-- Exercise goal --
Lines before the one containing "For each instance of the rug" are excluded; reproduce that line and all lines after it in the entries below, exactly.

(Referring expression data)
>>

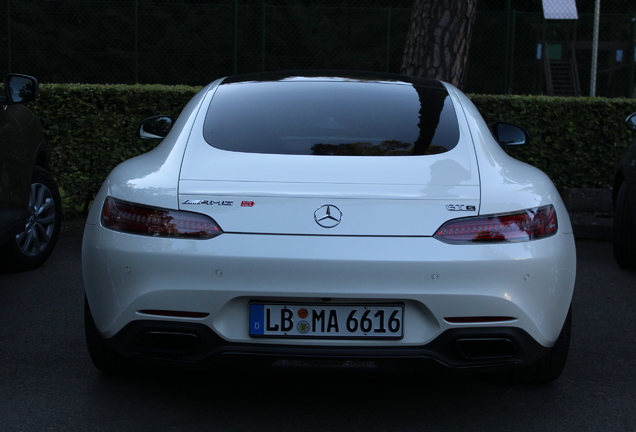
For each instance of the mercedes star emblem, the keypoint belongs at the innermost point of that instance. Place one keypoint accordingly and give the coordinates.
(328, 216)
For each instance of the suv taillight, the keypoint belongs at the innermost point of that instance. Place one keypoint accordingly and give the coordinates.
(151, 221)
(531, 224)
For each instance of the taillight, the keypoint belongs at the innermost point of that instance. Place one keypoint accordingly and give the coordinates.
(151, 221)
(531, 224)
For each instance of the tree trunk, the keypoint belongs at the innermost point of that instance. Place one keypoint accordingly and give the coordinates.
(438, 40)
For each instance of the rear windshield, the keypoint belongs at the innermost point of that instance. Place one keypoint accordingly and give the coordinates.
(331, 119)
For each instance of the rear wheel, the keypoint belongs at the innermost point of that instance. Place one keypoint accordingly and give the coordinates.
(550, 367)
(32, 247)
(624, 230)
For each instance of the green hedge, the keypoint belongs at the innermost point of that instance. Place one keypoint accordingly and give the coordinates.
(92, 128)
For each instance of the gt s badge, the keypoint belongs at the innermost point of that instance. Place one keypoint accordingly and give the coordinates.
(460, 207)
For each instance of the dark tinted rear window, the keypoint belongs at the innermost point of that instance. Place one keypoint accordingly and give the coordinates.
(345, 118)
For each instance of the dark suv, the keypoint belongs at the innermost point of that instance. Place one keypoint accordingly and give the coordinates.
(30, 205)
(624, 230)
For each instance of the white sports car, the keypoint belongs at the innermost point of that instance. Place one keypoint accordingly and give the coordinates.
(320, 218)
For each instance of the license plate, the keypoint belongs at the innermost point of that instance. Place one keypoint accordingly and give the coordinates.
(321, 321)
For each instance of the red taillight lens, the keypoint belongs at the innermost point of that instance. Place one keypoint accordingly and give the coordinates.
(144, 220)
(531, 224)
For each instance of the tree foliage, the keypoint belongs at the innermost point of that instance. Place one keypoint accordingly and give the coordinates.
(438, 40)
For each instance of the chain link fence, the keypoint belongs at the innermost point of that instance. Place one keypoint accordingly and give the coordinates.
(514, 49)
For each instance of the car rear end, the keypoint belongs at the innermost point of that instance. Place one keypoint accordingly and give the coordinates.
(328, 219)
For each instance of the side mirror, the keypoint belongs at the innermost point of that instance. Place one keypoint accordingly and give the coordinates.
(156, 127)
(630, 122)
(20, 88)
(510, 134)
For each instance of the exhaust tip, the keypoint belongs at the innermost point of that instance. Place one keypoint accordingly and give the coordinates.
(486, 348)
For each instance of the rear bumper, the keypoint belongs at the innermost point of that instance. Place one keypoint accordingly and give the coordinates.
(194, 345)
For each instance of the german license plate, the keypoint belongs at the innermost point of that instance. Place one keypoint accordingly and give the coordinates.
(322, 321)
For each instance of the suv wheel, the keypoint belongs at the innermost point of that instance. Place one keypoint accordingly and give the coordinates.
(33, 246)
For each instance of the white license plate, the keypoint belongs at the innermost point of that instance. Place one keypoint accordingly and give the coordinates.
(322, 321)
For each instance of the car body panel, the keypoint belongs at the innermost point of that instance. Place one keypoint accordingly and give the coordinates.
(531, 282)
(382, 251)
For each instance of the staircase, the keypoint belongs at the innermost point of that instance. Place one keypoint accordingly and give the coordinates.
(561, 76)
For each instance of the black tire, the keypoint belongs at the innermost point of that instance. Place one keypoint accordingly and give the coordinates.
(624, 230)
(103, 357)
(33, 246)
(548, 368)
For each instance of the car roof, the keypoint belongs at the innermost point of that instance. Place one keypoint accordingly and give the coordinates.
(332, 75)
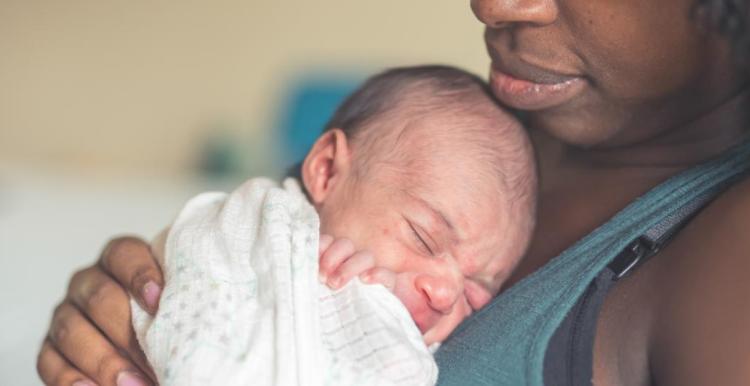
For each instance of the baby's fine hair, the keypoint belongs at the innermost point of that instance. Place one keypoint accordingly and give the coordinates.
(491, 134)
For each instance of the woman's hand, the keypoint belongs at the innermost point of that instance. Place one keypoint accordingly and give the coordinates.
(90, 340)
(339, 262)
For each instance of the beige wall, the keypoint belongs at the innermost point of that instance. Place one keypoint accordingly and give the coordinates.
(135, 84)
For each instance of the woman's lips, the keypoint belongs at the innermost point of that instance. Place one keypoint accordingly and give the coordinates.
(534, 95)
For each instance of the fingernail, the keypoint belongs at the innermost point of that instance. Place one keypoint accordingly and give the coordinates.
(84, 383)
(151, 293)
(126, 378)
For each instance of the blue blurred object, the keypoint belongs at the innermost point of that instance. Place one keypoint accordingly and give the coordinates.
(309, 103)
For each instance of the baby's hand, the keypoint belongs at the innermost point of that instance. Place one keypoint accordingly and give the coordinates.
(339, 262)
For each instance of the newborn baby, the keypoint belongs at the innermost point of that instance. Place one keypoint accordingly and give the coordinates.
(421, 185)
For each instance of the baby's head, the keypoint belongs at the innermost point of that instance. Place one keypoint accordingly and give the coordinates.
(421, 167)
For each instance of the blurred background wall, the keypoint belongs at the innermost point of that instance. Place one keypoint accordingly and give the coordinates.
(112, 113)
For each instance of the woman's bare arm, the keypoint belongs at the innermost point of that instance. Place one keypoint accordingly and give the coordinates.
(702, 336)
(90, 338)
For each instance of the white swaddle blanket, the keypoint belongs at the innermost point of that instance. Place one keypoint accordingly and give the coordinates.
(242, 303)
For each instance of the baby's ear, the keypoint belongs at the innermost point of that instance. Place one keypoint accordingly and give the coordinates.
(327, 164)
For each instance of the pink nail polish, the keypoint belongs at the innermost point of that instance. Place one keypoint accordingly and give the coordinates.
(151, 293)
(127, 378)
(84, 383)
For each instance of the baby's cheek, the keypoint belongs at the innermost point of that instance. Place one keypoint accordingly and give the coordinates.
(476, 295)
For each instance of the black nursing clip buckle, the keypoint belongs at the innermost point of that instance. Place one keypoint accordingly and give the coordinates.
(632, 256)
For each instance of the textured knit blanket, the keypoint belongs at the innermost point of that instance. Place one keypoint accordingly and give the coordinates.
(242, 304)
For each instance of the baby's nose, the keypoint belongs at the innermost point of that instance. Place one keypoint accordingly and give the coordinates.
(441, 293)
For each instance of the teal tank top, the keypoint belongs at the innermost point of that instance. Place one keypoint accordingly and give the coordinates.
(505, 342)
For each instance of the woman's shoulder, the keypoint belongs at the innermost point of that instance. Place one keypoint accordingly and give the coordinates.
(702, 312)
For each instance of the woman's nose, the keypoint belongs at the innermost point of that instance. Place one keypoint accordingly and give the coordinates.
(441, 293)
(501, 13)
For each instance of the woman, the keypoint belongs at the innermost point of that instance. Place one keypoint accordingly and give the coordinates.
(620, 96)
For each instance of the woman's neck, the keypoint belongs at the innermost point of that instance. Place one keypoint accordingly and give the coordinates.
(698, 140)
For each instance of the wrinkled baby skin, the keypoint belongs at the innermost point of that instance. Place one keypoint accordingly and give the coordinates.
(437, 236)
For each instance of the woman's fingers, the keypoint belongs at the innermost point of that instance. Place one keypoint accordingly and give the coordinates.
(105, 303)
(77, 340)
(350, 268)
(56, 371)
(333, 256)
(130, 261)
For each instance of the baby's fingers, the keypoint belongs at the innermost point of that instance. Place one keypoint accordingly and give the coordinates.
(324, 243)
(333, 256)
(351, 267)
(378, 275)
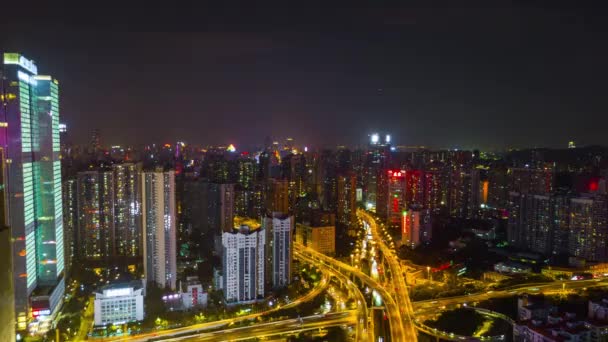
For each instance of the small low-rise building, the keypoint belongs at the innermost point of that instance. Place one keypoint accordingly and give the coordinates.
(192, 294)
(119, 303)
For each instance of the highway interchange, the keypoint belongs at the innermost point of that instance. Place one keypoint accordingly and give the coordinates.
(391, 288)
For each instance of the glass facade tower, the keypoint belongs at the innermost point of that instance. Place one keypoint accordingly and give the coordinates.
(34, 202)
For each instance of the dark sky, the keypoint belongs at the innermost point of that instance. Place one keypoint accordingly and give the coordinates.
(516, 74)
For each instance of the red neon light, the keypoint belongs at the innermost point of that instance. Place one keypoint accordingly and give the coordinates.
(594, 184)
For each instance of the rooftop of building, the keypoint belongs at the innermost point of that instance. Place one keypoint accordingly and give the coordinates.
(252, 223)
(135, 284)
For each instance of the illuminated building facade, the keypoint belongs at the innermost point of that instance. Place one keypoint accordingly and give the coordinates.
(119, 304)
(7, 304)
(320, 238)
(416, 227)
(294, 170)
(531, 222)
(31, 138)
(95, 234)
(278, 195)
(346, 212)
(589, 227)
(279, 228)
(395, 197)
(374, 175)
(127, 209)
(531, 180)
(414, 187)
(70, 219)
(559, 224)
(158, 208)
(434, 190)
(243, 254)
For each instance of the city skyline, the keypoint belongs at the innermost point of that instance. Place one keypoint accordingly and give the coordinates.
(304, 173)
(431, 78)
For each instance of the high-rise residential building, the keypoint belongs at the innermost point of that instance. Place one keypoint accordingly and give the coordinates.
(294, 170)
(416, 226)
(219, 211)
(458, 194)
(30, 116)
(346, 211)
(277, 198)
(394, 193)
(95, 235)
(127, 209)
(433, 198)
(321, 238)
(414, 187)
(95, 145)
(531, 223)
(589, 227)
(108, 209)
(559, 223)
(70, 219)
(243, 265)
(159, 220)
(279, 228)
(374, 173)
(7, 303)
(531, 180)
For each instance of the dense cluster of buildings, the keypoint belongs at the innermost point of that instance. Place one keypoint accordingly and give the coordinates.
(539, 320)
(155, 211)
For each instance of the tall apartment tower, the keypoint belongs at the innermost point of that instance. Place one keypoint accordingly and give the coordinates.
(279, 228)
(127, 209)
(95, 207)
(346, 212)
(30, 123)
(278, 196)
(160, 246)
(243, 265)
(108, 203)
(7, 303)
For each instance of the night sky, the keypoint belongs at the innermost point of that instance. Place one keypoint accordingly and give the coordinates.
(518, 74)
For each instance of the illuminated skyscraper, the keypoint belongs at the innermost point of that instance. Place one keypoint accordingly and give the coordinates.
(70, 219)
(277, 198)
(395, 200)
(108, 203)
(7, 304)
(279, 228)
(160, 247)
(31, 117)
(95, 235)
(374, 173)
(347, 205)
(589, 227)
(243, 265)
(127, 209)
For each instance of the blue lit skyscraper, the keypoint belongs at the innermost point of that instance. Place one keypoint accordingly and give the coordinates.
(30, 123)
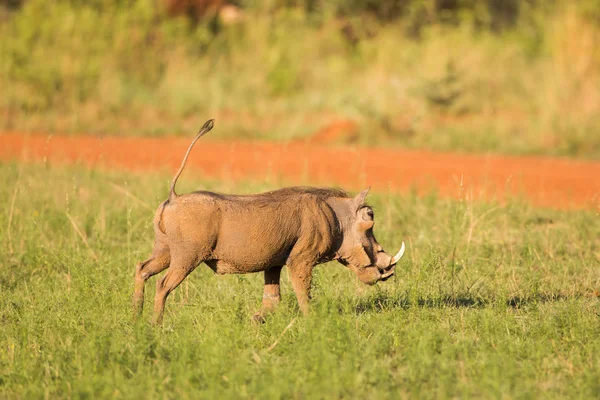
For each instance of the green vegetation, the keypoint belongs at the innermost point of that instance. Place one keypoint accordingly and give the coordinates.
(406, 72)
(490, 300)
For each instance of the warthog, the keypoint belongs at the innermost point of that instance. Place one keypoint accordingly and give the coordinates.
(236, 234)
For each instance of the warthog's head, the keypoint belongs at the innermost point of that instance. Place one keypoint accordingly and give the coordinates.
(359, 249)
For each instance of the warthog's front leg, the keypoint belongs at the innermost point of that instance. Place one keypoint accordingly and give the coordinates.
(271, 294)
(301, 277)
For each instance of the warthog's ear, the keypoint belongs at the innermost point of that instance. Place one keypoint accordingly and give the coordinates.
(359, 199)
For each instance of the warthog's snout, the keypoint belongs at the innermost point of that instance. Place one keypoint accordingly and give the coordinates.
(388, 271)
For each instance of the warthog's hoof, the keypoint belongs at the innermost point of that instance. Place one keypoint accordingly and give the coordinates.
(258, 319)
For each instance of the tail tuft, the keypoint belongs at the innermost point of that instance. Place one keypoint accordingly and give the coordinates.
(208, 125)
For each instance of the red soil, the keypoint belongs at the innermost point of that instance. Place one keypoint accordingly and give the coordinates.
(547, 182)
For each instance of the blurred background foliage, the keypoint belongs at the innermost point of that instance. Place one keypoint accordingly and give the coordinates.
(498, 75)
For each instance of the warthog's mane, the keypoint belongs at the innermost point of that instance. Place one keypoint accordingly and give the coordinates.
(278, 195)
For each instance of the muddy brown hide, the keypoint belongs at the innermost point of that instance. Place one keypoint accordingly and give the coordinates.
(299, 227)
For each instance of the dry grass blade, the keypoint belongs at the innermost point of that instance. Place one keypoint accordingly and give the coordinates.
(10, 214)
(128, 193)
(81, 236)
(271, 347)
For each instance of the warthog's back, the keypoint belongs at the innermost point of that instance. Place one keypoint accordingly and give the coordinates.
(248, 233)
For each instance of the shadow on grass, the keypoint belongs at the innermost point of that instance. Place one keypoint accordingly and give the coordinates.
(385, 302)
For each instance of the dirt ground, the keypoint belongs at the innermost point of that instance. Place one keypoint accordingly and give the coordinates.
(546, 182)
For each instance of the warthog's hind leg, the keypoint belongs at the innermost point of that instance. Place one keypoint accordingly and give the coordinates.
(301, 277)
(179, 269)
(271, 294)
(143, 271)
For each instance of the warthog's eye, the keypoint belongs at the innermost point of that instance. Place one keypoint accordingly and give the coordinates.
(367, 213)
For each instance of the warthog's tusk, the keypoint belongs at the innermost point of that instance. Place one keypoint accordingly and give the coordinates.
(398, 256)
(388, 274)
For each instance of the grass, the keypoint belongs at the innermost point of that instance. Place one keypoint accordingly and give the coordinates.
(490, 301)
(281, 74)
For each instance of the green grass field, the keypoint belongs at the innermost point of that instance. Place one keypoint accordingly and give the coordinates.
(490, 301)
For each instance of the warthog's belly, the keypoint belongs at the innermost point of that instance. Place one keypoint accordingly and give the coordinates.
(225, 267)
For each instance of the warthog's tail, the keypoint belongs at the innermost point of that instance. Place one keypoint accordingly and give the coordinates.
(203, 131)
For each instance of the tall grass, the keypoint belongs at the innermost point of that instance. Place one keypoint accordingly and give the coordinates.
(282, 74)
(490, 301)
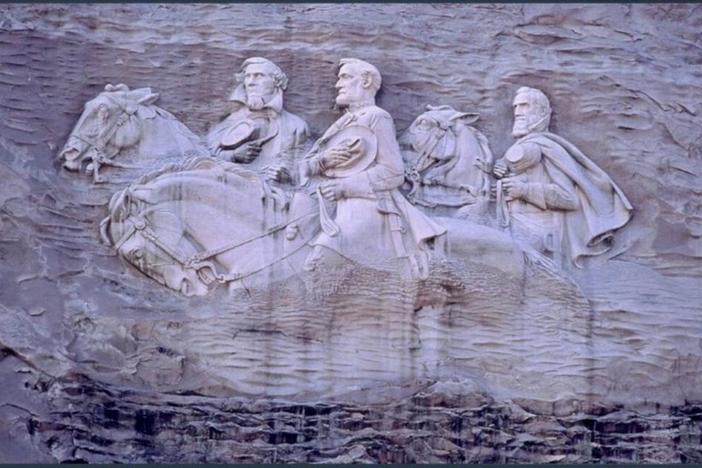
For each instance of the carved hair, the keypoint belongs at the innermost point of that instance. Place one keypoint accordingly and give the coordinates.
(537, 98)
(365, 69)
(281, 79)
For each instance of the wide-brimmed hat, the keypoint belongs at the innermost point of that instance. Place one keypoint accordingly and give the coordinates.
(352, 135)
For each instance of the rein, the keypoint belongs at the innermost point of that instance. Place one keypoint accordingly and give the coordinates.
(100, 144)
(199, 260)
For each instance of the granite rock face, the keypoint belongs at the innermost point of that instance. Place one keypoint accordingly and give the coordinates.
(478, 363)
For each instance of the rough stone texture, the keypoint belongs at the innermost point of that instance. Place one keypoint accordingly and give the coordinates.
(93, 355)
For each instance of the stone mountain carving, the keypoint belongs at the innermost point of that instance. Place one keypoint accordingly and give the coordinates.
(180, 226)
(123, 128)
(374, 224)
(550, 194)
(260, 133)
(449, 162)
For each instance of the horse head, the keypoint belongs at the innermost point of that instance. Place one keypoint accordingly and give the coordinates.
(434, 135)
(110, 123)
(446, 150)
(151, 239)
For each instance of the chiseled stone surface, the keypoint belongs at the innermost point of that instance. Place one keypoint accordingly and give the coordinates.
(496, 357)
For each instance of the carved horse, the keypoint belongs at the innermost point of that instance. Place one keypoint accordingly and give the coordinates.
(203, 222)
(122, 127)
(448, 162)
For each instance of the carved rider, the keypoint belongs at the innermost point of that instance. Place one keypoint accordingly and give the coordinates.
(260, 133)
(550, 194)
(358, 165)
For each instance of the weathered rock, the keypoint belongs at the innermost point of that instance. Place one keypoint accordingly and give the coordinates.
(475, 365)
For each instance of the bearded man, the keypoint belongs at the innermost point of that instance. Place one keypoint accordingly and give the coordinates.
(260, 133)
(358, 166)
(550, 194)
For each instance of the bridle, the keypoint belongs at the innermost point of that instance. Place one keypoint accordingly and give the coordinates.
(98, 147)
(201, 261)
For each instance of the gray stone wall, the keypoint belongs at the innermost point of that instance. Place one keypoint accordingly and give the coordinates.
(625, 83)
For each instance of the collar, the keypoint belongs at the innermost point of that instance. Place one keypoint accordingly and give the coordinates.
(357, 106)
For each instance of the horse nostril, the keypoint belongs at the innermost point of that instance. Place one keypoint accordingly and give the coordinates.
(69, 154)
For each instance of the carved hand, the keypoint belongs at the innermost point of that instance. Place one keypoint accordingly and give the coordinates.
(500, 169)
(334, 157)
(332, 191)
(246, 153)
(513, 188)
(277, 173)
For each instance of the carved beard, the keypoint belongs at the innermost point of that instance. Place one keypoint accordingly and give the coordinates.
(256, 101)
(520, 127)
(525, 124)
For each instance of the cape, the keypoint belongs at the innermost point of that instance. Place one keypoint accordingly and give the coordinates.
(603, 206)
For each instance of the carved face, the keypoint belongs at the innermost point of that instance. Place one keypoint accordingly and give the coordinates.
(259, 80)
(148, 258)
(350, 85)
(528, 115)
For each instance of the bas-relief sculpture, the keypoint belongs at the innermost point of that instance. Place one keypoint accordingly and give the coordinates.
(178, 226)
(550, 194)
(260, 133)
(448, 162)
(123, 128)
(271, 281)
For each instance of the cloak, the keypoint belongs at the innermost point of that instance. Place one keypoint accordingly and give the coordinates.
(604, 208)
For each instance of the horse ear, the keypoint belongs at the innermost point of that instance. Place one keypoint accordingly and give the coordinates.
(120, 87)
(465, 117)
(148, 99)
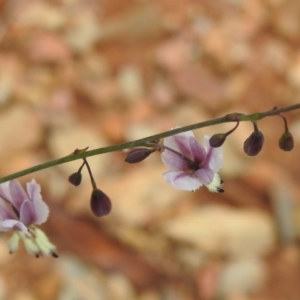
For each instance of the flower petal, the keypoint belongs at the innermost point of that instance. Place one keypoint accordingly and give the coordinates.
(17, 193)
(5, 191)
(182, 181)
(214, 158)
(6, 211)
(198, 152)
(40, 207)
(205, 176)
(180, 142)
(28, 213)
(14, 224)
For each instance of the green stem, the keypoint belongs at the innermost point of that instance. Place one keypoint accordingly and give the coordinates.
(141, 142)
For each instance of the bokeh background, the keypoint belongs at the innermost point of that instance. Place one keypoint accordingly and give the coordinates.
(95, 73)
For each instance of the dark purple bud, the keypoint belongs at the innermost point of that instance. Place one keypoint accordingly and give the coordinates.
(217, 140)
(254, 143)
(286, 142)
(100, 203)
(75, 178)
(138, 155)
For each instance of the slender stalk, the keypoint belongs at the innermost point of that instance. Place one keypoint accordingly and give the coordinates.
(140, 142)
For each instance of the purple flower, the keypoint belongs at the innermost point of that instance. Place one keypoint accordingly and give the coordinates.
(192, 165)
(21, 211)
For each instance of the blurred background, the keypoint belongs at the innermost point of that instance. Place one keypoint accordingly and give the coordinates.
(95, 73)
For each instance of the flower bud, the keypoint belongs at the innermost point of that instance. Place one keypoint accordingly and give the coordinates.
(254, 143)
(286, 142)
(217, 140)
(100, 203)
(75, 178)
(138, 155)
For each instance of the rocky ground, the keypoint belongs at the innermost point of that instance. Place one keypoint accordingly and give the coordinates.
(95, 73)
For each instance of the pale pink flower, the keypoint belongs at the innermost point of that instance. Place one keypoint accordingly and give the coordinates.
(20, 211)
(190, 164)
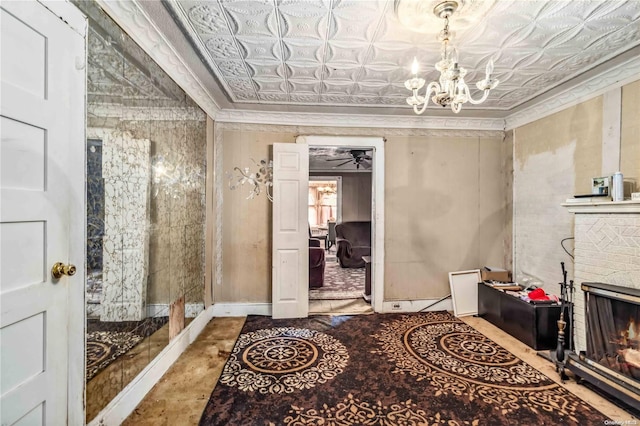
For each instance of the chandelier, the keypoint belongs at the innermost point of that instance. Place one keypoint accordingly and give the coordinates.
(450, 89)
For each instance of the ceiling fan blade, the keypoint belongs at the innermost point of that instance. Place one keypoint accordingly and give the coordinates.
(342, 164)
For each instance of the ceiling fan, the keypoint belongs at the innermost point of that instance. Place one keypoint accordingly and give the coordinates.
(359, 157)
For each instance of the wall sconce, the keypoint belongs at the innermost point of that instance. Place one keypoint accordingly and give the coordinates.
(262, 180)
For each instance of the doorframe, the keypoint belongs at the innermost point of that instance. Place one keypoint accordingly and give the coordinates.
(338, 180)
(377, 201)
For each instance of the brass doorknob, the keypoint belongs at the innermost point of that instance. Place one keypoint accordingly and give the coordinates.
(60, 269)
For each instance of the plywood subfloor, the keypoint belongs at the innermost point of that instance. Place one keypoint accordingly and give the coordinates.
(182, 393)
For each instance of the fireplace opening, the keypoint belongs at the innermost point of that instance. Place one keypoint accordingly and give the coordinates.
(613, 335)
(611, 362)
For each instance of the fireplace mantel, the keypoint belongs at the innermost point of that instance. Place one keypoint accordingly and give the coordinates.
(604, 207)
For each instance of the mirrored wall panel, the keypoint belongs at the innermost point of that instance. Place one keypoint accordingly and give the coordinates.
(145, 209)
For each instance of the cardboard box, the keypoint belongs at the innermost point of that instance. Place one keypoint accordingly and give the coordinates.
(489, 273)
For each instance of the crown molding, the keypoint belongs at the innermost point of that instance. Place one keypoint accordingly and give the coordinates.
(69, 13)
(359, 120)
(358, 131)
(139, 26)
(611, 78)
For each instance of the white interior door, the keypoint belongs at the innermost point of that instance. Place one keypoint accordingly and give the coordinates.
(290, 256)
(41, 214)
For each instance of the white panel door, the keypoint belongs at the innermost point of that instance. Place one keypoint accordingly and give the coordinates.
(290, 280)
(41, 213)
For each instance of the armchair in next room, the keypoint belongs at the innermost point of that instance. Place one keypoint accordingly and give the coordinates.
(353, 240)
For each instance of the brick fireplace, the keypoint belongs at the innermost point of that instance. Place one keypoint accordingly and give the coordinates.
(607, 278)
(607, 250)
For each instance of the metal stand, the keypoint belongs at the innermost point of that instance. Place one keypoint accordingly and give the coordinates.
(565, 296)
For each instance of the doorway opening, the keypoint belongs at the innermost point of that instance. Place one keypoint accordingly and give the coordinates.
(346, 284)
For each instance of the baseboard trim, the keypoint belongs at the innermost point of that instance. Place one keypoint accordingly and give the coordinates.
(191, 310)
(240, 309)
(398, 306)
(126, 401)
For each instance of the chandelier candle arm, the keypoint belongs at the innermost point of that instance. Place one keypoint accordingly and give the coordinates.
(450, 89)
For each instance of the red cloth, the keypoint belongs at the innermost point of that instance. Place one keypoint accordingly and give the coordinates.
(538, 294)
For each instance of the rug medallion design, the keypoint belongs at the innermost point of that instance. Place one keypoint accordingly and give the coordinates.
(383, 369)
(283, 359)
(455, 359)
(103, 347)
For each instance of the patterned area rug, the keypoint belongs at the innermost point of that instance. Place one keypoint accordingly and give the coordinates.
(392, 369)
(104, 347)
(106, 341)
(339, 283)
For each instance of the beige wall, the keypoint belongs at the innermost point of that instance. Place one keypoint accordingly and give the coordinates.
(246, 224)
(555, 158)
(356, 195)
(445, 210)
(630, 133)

<<

-- Your response --
For each instance of the rug medallion design, the keypoint belongs at the innermost point of that instance. Place one keypoint accordingly and give the coordinates.
(383, 369)
(283, 359)
(455, 359)
(103, 347)
For each instance of the patterned area rug, the keypoint belongs at the innermost point of that instance. Place one keypoint accordingly and give the coordinates.
(392, 369)
(104, 347)
(106, 341)
(339, 283)
For each instance of the beige wall, the keypoint belongs at the innermost point of that instance. Place one keypoint accordingly and give the coordinates.
(246, 224)
(555, 158)
(356, 195)
(445, 210)
(630, 133)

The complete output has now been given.